### TASK BRIEF
All entries below are to be copied precisely as they appear.

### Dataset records
»»

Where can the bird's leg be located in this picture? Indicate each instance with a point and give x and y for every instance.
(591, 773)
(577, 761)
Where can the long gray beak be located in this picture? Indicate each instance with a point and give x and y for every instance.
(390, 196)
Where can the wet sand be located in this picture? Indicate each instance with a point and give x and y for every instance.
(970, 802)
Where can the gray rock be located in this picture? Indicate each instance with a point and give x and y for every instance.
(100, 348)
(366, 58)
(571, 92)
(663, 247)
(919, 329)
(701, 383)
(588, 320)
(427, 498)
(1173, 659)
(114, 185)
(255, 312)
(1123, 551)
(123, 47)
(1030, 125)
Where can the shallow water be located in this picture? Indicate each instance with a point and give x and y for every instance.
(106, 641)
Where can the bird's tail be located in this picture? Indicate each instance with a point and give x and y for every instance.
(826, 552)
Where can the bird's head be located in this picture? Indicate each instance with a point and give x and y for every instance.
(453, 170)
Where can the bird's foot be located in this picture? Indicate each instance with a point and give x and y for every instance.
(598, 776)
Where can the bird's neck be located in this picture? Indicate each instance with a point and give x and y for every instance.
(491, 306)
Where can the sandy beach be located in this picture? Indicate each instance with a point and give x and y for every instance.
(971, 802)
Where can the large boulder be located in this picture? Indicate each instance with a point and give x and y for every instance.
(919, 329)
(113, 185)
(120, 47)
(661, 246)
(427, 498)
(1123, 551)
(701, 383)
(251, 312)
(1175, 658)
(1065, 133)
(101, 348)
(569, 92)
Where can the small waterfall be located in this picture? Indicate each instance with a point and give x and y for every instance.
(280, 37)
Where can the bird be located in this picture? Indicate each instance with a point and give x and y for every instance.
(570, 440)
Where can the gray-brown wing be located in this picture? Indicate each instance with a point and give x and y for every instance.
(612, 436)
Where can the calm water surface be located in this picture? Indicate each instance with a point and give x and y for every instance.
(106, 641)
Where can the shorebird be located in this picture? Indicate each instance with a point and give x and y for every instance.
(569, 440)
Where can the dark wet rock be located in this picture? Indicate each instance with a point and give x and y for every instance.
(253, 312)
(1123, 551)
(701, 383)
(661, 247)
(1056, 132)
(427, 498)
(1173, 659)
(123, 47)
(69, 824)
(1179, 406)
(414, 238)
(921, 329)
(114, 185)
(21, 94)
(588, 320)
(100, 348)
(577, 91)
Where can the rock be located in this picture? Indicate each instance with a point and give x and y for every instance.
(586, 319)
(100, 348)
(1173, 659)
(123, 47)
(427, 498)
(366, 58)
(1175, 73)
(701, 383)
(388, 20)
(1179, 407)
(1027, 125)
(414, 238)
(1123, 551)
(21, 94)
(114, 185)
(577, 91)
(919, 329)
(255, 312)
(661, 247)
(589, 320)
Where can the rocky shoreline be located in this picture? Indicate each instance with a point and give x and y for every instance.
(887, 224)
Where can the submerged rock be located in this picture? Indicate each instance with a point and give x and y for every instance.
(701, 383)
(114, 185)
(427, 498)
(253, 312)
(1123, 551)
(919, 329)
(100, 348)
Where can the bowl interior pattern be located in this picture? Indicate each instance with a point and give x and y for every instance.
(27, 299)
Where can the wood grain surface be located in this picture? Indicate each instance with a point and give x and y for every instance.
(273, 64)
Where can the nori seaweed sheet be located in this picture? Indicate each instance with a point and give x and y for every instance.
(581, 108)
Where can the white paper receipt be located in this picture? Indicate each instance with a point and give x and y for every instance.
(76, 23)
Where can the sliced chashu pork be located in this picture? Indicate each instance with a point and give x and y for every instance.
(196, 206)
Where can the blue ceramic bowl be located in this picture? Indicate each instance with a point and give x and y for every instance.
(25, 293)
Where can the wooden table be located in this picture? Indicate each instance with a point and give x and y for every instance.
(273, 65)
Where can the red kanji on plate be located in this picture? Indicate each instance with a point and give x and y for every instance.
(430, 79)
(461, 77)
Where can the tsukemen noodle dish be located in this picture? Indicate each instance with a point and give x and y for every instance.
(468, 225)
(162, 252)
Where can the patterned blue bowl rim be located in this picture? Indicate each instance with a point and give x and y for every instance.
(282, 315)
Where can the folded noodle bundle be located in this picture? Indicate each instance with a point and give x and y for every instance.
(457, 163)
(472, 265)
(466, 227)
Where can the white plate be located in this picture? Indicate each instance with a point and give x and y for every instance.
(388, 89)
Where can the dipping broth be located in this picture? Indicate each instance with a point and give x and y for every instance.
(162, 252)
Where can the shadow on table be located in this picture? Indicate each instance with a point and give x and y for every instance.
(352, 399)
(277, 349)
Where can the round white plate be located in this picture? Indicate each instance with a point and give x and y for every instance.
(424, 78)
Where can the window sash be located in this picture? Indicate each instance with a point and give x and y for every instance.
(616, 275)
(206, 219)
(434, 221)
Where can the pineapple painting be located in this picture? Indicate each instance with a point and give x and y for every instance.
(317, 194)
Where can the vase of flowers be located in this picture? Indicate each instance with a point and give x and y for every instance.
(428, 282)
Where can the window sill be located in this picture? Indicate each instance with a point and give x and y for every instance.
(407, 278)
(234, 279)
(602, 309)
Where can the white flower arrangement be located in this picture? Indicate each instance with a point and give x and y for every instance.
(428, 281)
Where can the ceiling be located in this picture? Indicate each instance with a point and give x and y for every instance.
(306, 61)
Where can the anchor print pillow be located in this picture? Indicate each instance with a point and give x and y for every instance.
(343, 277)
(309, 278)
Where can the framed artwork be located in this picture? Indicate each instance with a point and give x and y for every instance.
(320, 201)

««

### ANSWER BOX
Where can the bird's leg be located in this picture? Indicate each instance with a point and give x and y for every instance.
(591, 773)
(577, 761)
Where can the long gray beak be located in this picture? Indicate each instance with a point and give x and y for every instance.
(390, 196)
Where can the wet sand be located in this picture? Indicate each instance with a point and give x and y for every instance.
(970, 802)
Where can the gray rock be located in this picture? Indicate each instance with a point and give x and y for every instance.
(100, 348)
(366, 58)
(571, 92)
(663, 247)
(919, 329)
(701, 383)
(588, 320)
(427, 498)
(1173, 659)
(114, 185)
(255, 312)
(1123, 551)
(123, 47)
(1030, 125)
Where can the shallow water be located in this picture? Indicate each instance with a point and give x and y for every instance.
(106, 641)
Where can the bird's tail be located in this picture? Indicate each instance with a point and give x and y for every instance.
(826, 552)
Where can the bird's head be located in this picture? Indicate each instance with a point and give x and y for every instance.
(453, 170)
Where can the bird's foot be located in this picture? Indicate each instance with a point and give x and y for every instance.
(598, 776)
Where can the bird's neck be located in this picture? Indicate each instance with a point and give x and y for every instance.
(491, 306)
Where can the sandy beach be located in this picture? Indicate each instance with a point and give x and y for every instance.
(971, 802)
Where can the large boulder be located in this picture? Indicate each instance with a point and give x and y for every instance.
(919, 329)
(113, 185)
(120, 47)
(661, 246)
(427, 498)
(1123, 551)
(701, 383)
(251, 312)
(1175, 658)
(1065, 133)
(101, 348)
(569, 92)
Where can the small waterfall be located in this picture? Indicate each instance with a point and give x and y for every instance.
(280, 37)
Where can the bird be located in this picture? Indicate each instance with a point and give x and y for every instance.
(570, 440)
Where can the gray-brown wing be located in this picture? Indicate each instance with a point and give x and y for every instance.
(612, 436)
Where can the calm water surface be located in this picture? Indicate each instance with a point and give x and y for every instance.
(106, 641)
Where can the shorebird be located in this picture? Indicate each instance with a point and give x and y for every instance.
(569, 440)
Where can the dark wet rock be located in this picture? Indicate each instance with a point and give x and y for every instance.
(253, 312)
(1123, 551)
(701, 383)
(661, 247)
(1056, 132)
(427, 498)
(1173, 659)
(123, 47)
(69, 824)
(1179, 406)
(414, 238)
(921, 329)
(114, 185)
(21, 94)
(588, 320)
(100, 348)
(577, 91)
Where can the rock be located in this picture? Indicate each instance with a point and give x and y for every instance.
(586, 319)
(100, 348)
(1173, 659)
(123, 47)
(427, 498)
(366, 58)
(1175, 73)
(701, 383)
(388, 20)
(1179, 407)
(1027, 125)
(414, 238)
(1123, 551)
(21, 94)
(114, 185)
(577, 91)
(919, 329)
(255, 312)
(661, 247)
(589, 320)
Where can the rocky shoreline be located in this picture? Indicate each instance with a point and give x and y for every instance.
(887, 224)
Where can the submerged rock be located in this picture? Indicate each instance with a point and give x and y for every instance.
(701, 383)
(114, 185)
(427, 498)
(253, 312)
(1123, 551)
(919, 329)
(100, 348)
Where can the bowl interior pattern be located in this picture? Indicate each instance with a point and give x and y for every instance.
(27, 299)
Where can the wood grain surface be located in this picture? Indicate each instance with a point and give x and y for every instance.
(273, 64)
Where can the nori seaweed sheet be located in this picture? Indicate each instance with a point and give x and y for every instance.
(581, 108)
Where can the white paper receipt be located in this picture? Indicate each instance with a point and give x and y for every instance.
(76, 23)
Where can the sliced chashu pork be located in this picture? Indicate each instance with a point and give x and y for every instance.
(196, 206)
Where can the blue ceramic bowl be located in this picture? Indicate each instance with a point and give x and y for every instance.
(25, 293)
Where can the wooden table be located in this picture? Indicate each instance with a point and give x and y for every instance.
(273, 65)
Where can the red kanji on plate be located in this picture? Indicate each instance with a point and give x and y for every instance.
(430, 79)
(461, 77)
Where can the tsukemen noodle dish be located in this picture? Indicate each instance with a point and give x and y for every instance.
(468, 225)
(162, 252)
Where can the patterned blue bowl rim be located in this picture? Indicate each instance with a point and give x and y for every instance.
(282, 315)
Where can the folded noodle bundle be located in this picture? Indicate each instance with a point and give x and y for every instance.
(457, 163)
(472, 265)
(466, 227)
Where can the white plate be located in this picture? Indicate each instance with a point and give x and y for every instance.
(388, 89)
Where can the dipping broth be located in this picture? Indicate each instance with a point and give x and y for every instance.
(162, 252)
Where can the shadow on table be located in this picture? Indicate each instance with a point and give x and y for every instance.
(352, 399)
(277, 349)
Where can the round white plate be located in this picture? Indicate each instance with a point and give x and y for every instance.
(424, 78)
Where can the window sash be located in this picture? Indicate each instance with a point and give x and y for every instance.
(616, 275)
(206, 219)
(434, 221)
Where can the pineapple painting be located in this picture? Indicate each instance with a point and give x and y for every instance.
(317, 194)
Where can the vase of flowers be located in this picture? Indicate each instance with a point and give x and y for every instance.
(428, 282)
Where can the window sill be located in this picture? Indicate each instance with a point and give x and y for every instance.
(407, 278)
(234, 279)
(602, 309)
Where can the white flower arrangement be located in this picture? Indicate each instance with a point and give x and y for every instance.
(428, 281)
Where can the ceiling be located in this picture? Indicate each instance with a point and give x and y for every instance.
(306, 61)
Where can the anchor print pillow be located in this picture? Indicate each instance with a point and give x and y for every instance.
(343, 277)
(309, 278)
Where can the framed artwork be located in this picture? Indicate each instance with a point and give x and y for every instance.
(320, 201)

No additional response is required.